How many lines of the material below contain the string "loader"? Case counts. Reply with the number only.

───

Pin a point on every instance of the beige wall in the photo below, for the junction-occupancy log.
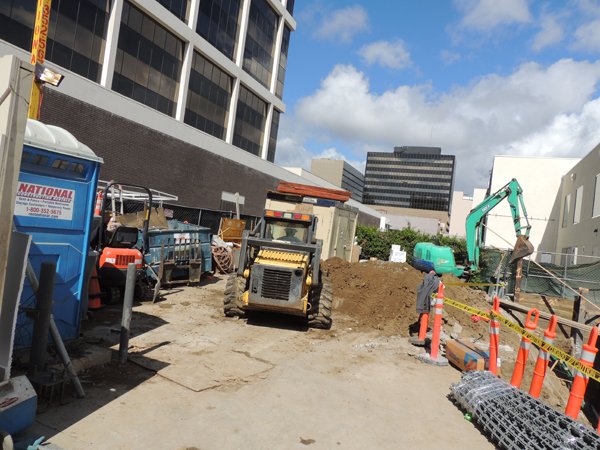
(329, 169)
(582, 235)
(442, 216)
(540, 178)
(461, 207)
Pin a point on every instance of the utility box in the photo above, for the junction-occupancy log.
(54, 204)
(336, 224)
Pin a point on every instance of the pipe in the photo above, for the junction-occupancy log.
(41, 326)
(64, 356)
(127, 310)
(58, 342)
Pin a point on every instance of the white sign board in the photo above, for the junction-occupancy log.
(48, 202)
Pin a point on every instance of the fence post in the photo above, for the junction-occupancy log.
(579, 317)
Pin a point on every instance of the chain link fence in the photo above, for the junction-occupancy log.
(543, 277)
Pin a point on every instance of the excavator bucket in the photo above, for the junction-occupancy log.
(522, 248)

───

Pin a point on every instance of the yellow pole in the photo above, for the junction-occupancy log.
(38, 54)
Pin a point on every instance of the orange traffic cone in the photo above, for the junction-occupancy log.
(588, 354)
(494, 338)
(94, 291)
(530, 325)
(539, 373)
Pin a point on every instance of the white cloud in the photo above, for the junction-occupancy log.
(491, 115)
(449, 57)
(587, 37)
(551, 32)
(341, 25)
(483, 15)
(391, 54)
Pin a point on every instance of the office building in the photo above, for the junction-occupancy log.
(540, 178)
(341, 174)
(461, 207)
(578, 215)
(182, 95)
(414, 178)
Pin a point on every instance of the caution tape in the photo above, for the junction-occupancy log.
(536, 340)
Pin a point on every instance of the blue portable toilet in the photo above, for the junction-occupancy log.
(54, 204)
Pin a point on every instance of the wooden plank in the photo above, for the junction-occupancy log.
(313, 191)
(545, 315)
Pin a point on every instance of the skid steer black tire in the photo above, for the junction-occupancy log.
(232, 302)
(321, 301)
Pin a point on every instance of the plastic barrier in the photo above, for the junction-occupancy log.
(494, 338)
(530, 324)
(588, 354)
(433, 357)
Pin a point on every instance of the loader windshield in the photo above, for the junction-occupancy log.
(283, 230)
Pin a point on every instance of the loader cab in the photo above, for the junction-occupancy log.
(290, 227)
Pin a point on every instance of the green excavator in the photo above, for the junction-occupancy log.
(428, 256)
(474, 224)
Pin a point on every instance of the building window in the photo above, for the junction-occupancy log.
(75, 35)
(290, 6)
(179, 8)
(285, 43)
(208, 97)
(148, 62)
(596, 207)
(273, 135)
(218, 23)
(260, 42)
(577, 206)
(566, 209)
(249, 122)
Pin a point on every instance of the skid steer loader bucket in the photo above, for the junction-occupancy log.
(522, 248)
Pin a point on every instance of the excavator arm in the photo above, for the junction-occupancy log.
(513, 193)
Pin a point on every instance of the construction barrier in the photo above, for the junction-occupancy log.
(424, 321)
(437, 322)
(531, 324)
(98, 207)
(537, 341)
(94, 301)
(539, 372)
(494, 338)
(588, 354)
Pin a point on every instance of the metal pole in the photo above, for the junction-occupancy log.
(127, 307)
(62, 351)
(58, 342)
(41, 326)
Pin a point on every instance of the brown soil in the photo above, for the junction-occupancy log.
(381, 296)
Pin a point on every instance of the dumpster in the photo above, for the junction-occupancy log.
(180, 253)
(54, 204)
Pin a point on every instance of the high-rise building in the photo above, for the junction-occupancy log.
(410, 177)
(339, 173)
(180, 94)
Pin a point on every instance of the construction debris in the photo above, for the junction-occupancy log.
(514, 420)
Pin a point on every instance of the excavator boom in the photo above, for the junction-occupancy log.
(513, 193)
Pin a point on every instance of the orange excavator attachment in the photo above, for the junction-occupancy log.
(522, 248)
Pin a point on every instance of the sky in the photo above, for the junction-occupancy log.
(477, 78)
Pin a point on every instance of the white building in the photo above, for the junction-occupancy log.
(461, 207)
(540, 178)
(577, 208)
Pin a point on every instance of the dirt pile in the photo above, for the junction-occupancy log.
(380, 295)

───

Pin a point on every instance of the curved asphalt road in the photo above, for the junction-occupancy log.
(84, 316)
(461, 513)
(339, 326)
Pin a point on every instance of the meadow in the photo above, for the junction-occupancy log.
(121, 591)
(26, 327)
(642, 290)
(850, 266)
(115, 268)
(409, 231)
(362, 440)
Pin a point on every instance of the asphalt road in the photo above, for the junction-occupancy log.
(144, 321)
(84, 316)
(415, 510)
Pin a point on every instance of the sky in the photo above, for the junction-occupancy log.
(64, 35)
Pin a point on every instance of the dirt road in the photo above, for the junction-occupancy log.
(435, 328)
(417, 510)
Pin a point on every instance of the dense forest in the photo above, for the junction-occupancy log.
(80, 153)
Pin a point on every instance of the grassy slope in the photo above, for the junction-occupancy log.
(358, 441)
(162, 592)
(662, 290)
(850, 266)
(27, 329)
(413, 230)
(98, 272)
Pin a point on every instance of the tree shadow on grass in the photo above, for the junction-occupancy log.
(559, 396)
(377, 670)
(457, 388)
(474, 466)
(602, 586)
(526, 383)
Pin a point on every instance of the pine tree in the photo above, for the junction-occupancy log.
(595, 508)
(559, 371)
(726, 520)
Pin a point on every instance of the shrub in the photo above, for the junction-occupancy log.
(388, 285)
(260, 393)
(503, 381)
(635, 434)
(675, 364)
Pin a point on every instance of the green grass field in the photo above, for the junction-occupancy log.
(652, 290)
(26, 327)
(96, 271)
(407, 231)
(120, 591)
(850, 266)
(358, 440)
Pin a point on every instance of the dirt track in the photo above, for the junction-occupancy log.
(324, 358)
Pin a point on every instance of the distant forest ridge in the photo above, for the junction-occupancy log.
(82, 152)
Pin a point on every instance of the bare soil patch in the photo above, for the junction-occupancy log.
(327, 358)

───

Output. 3